Dienstag, 1. Dezember 2015

"Wasch mir den Pelz, aber mach mich nicht nass!" - oder: Die hilflosen Helfer

Wer sich innerlich leer fühlt, 
braucht die Lebensenergie der anderen,
um den leeren Raum zu füllen.
Echte Hilfe ist nicht gewünscht.
Gouache und Scriptol auf Papier,
KBOTHA 2015.

Finger weg vom Energie-Vampir!


Es gibt Menschen, die jammern und klagen immerzu und verlangen nach klugen Ratschlägen und Hilfe, aber wolle beides im Endeffekt gar nicht. Ratschläge werden in den Wind geschossen, bloß um am nächsten Tag mit der gleichen alten Leier zu kommen, die gleichen kläglichen Fragen zu stellen und doch wieder auf nichts zu hören, was sie eventuell voran bringen könnte.

+ + + + + + +

#### ZU LÖSENDE AUFGABEN
**A.** Schreiben Sie aus dem Text über Energie-Vampire den Abschnitt von „Dienstag, 1. Dezember“ bis „ist nicht gewünscht.“ wortgetreu ab.
**B.** Führen Sie den Text über Energie-Vampire nach seinem letzten Satz weiter.

#### GEGEBENES MATERIAL
+ + + + + + +

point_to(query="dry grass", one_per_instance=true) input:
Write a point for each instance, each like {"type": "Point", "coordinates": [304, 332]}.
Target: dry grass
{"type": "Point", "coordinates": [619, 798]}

+ + + + + + +

#### LÖSUNGEN DER AUFGABEN
**A.**
Dienstag, 1. Dezember 2015

"Wasch mir den Pelz, aber mach mich nicht nass!" - oder: Die hilflosen Helfer

Wer sich innerlich leer fühlt, 
braucht die Lebensenergie der anderen,
um den leeren Raum zu füllen.
Echte Hilfe ist nicht gewünscht.

**B.**
Es gibt immer ein "Ja, aber...".
Das ist ein typisches Zeichen für jemanden, der durch Klagen im Mittelpunkt stehen will, aber nicht bereit ist, selbst etwas zu tun, um seinen Zustand zu verändern. Ähnliche Aussagen sind: "Es geht einfach nicht!" oder "Ich kann einfach nicht!"
Wenn ganze Leidensgeschichten immer wieder wie ein Mantra vorgetragen werden, weil sich die Leute von anderen trösten lassen wollen (weil sie es eventuell selbst nicht können), bedeutet das nichts anderes als "Wasch mir den Pelz!", und wenn dann alle Vorschläge und Hilfestellungen abgelehnt werden, heißt das: "Aber mach mich nicht nass!"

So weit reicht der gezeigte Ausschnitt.